|
Post by hydroxianchaos on Jan 1, 2012 12:20:20 GMT -5
So! Before I launch this thing, some background info. The idea for this RP started on twitter. Your pal Weirdo and I agreed to start an outside RP here, and update what's happening on twitter.
This is about a competition, involving Jet, Orbot, and a nutsload of characters you may or may not have heard of. Here, Jet will be sent to an arena, and will face off a variety of foes. If Jet loses, the RP ends, or, Orbot may give him another chance. If he wins a battle, he will move on up, or be given the choice to leave with a large sum. If he beats everyone, he will be given a luxury, or, have a double or nothing battle with the last contestant. Anyway, more will be explained throughout the story. If you want to join, ask me or Weirdo first. But this is primarily a one on one RP.
So, TL;DR: Jet vs Different characters with Orbot involved in some way, just me and the bearded one, ask before you jump in and do any funny buisness.

____

** Exercise requirements **
Write what comes next in the role-play forum post, picking up right after its final sentence. The data that comes next has no connection to the role-play forum post.

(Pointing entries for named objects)
____

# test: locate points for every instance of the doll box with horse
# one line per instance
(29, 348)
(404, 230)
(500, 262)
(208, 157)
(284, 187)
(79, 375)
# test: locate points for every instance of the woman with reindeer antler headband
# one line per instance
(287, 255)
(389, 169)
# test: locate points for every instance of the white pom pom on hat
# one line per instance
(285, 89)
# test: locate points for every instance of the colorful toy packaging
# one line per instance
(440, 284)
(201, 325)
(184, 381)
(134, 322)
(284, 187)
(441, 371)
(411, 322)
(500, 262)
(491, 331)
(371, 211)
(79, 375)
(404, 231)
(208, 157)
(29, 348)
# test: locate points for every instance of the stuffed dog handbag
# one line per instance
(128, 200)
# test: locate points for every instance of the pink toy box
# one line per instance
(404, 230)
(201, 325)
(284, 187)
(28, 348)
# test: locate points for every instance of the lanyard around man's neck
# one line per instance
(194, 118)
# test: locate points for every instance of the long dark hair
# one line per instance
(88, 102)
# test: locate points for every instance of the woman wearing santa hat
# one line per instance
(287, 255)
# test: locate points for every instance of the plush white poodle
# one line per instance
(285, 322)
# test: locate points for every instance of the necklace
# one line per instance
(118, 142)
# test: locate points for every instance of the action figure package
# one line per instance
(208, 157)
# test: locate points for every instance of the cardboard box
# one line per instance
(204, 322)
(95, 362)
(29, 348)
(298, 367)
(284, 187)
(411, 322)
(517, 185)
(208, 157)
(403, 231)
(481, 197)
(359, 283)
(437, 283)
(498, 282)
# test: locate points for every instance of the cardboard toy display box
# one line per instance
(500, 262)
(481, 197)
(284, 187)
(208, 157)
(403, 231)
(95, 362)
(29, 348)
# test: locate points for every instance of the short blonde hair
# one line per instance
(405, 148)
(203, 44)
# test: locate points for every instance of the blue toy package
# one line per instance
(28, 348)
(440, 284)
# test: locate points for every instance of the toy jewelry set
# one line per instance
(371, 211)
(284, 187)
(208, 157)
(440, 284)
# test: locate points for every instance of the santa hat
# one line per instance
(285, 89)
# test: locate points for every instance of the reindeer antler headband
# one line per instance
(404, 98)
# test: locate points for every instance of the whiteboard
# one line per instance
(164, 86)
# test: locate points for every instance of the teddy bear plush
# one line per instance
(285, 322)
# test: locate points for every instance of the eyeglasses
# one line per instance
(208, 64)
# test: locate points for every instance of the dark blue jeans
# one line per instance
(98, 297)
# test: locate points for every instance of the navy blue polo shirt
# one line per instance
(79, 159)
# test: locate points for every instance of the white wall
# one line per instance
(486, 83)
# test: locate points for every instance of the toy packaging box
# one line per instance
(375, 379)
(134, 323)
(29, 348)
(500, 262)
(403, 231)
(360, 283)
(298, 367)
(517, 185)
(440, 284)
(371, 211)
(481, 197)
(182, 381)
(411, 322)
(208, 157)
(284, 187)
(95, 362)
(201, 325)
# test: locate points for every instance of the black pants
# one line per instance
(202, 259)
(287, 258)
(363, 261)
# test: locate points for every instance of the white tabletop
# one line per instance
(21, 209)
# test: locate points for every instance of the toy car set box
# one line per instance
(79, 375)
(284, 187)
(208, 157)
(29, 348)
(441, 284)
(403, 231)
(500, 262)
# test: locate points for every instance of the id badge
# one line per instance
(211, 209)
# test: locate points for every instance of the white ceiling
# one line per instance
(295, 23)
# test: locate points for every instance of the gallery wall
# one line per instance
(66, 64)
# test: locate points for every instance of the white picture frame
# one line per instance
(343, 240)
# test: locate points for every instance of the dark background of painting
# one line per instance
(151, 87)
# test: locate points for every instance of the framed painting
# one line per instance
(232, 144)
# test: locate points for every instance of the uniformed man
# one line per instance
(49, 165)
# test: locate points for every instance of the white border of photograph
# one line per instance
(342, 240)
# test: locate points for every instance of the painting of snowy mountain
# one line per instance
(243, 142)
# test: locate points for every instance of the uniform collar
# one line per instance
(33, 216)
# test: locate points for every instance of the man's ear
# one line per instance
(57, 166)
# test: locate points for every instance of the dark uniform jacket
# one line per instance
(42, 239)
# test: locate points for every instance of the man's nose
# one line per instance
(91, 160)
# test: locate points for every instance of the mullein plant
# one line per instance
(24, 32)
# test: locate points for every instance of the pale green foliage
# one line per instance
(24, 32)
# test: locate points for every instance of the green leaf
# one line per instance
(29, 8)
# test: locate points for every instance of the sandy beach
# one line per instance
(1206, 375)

____

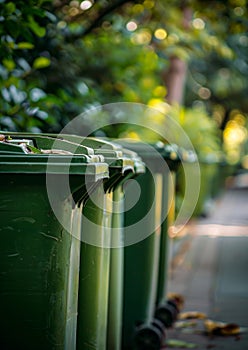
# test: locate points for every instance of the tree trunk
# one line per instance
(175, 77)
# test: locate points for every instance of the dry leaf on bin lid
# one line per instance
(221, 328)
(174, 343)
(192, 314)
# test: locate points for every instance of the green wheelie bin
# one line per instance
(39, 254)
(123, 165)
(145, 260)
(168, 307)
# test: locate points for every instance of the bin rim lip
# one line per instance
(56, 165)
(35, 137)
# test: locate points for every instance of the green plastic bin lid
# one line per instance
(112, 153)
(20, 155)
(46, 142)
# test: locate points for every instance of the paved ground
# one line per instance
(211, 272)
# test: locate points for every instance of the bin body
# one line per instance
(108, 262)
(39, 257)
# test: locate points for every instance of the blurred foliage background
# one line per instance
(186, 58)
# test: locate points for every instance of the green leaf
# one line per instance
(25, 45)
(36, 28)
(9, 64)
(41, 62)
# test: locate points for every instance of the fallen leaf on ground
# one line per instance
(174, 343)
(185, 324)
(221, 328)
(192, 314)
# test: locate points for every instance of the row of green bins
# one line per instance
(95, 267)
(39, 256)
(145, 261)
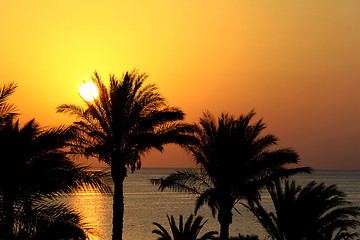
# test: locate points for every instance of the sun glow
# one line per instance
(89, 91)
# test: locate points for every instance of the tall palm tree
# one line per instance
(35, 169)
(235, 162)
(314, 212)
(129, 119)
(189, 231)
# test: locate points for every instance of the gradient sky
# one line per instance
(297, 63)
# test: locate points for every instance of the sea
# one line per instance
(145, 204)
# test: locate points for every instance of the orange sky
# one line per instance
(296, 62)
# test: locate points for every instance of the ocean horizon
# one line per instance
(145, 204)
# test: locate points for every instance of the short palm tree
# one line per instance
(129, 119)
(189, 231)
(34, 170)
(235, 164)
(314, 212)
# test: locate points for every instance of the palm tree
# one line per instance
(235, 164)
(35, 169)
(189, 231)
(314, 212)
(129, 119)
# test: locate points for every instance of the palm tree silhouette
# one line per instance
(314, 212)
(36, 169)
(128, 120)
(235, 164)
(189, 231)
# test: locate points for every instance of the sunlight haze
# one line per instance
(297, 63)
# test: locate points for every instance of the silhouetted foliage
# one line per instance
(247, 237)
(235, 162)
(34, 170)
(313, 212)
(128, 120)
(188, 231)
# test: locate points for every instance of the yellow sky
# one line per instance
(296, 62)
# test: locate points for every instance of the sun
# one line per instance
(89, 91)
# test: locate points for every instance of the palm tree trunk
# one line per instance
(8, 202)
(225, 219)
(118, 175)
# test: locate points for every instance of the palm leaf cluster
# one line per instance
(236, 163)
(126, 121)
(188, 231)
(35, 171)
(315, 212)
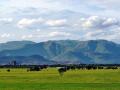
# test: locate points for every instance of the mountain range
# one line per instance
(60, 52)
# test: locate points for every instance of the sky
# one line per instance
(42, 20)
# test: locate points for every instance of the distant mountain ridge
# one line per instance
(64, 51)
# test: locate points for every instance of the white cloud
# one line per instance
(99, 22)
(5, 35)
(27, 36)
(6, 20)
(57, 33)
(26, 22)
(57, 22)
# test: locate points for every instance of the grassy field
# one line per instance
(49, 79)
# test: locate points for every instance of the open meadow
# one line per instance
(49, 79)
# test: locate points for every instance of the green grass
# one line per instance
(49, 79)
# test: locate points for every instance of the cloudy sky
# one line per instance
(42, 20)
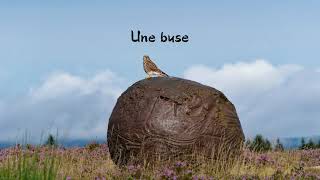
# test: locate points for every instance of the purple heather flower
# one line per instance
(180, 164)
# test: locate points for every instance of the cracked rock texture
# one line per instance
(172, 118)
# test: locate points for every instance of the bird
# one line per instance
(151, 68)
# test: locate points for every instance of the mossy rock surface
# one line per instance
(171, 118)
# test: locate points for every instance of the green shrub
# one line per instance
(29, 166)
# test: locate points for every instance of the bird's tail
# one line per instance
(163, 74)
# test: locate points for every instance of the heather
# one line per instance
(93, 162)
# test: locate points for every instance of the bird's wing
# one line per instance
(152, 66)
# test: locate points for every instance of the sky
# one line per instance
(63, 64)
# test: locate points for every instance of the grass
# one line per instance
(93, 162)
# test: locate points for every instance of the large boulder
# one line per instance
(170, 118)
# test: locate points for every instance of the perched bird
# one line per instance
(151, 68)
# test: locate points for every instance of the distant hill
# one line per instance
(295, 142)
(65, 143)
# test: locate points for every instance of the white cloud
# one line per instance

____

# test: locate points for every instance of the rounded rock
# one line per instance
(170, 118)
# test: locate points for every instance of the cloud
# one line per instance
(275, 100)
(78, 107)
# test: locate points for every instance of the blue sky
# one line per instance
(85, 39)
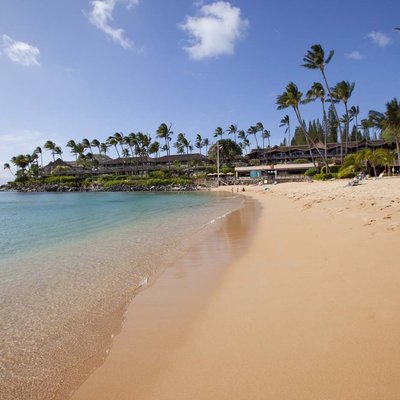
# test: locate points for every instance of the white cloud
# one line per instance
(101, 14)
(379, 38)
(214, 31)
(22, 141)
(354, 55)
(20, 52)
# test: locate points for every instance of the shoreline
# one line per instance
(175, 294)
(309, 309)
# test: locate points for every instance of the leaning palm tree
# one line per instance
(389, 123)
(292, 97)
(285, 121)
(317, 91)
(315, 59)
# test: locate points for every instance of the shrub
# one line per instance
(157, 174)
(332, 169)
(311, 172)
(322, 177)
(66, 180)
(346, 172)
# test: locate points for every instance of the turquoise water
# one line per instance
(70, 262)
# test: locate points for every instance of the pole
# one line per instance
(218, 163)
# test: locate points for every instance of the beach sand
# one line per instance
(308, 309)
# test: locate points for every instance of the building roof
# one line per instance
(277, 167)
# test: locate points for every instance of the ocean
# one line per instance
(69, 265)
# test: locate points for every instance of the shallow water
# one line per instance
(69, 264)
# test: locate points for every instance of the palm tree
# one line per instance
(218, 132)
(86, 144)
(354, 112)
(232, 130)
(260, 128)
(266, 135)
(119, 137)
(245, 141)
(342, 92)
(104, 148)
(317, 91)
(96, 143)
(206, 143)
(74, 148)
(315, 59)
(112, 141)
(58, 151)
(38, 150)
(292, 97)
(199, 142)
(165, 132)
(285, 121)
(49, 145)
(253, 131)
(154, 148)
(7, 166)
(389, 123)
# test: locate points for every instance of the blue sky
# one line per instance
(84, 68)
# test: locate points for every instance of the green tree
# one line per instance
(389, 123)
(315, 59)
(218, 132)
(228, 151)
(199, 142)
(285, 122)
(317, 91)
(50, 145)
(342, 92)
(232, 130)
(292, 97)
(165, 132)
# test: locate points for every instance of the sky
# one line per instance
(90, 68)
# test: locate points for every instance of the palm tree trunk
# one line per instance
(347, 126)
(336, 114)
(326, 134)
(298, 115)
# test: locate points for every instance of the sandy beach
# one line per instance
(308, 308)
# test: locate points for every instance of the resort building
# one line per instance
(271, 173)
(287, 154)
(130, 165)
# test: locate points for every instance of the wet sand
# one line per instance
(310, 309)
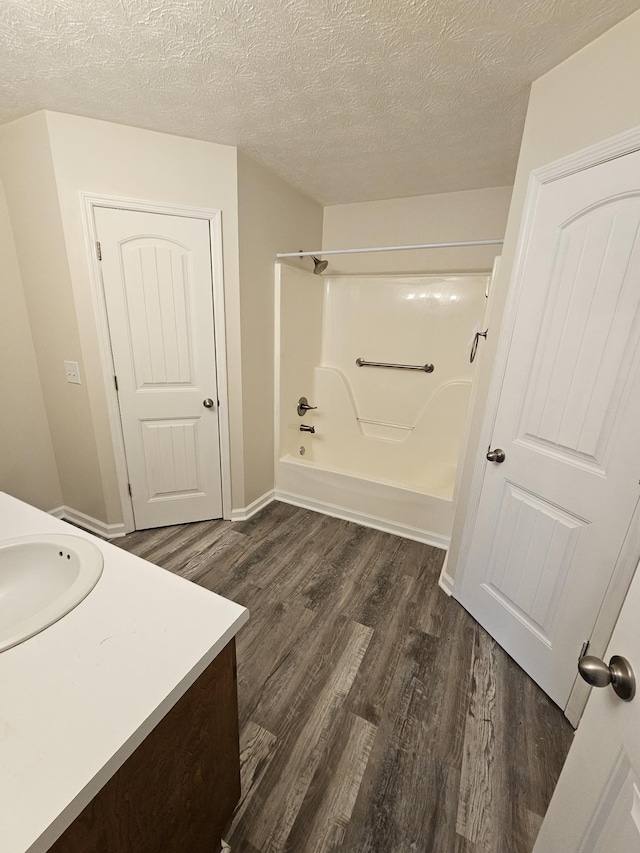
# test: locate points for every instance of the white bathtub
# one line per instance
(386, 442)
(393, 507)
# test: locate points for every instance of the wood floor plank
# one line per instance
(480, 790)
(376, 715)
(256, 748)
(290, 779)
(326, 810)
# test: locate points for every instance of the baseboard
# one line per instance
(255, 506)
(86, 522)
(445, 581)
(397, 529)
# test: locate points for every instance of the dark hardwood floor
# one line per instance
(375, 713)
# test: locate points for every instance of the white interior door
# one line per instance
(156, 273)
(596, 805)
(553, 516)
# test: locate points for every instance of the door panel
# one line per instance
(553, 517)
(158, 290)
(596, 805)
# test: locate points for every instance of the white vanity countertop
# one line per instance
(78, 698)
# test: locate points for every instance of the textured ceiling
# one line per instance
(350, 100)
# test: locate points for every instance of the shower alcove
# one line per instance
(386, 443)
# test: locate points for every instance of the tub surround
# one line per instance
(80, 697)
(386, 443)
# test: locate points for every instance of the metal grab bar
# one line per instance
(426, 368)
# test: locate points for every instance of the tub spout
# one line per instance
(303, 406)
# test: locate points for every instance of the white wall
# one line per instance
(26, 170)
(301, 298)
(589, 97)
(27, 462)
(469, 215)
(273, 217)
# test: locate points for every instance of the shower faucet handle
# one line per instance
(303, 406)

____

** The response **
-----
In a wasteland filled with scrap metal, located at the magnetic north pole of planet otherwise considered filled with life, there was a city run by automatons. Here, rules apply a differently. A stadium filled with gladiators, fighting for their freedom, are observed by an audience. Most robots, with the occasional form of life. A small droid, hovering above a pedestal, apparently the authority, overlooks the battle. Within the stadium are two prisoners, fighting just to escape this place. One a boy with the characteristics of a young fox, another seemingly older, being a hedgehog. The way this duo fought seemed to imply they didn't know each other, showing no signs of hesitation. With a scream, the fox triumphs, managing to snap the hedgehog's legs, finally making him collapse. A robot comes to determine if the hedgehog is conscious. He is not. He raises the foxes' arm in victory, and the gates to the coliseum opens, as the fox limps out.
As the overseer droid, a robot of a orb like shape, oversaw the battle, he softly chuckles, uttering the words "Irony. Funny thing."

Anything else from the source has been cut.